◆ Extrait du document
****************************************
Pourquoi l’Irak n’a-t-il pas riposté à Israël? (Partie 2)

Les Etats-Unis et Israël utilisent les divergences internes irakiennes pour attaquer le Hashd al-Shaabi, les “Forces de mobilisation populaire” (FMP). Ces forces bénéficient d’un soutien interne important mais se sont fait beaucoup  d’ennemis chez les Irakiens. La raison de cette antipathie est l’empreinte iranienne sur les FMP. Pourtant, l’Iran est censé être proche de l’Irak, le pays voisin, avec lequel il partage un lien religieux fort. L’Iran a soutenu le pays quand Bagdad a été menacé par l’EI.

Cette inimitié remonte à l’époque où Moqtada al-Sadr terrorisait la ville de Najaf avec ses hommes de main et menaçait le grand ayatollah Sayyed Ali Sistani, le cheikh Bachir al-Najafi et le cheikh Ishac al-Najafi Fay’yad. Moqtada était alors le pion préféré de l’Iran parce qu’il avait pris l’initiative de se battre contre les forces américaines. Ce n’est qu’après cinq ans de soutien total de l’Iran à Moqtada que la relation a commencé à se détériorer en 2008 pour se briser quelques années plus tard. Al-Sadr a accusé l’Iran de diviser les dirigeants sadristes en plusieurs groupes : “Asaebahl al-Haq”, “Harakat al Nujabaa et Kataeb Imam Ali”. Mais Moqtada n’était pas le seul à avoir un problème avec l’Iran.
****************************************
Éléments conservés issus d’une collection:
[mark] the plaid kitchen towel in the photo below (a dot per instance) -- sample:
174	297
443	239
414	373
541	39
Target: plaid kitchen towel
****************************************
◆ Consignes
1) Relevez tous les religieux que Moqtada al-Sadr menaçait selon l’extrait sur l’Irak, avec le titre que le texte leur donne.
2) Veuillez présenter les lignes du bloc 1 sous forme de tableau Markdown, avec une colonne « Numéro » et une colonne « Ligne », sans les lignes vides.
L’extrait sur l’Irak et les lignes ont des sources distinctes.

◆ Corrigé
1)
- le grand ayatollah Sayyed Ali Sistani
- le cheikh Bachir al-Najafi
- le cheikh Ishac al-Najafi Fay’yad

2)
| Numéro | Ligne |
|---|---|
| 1 | [mark] the plaid kitchen towel in the photo below (a dot per instance) -- sample: |
| 2 | 174	297 |
| 3 | 443	239 |
| 4 | 414	373 |
| 5 | 541	39 |
| 6 | Target: plaid kitchen towel |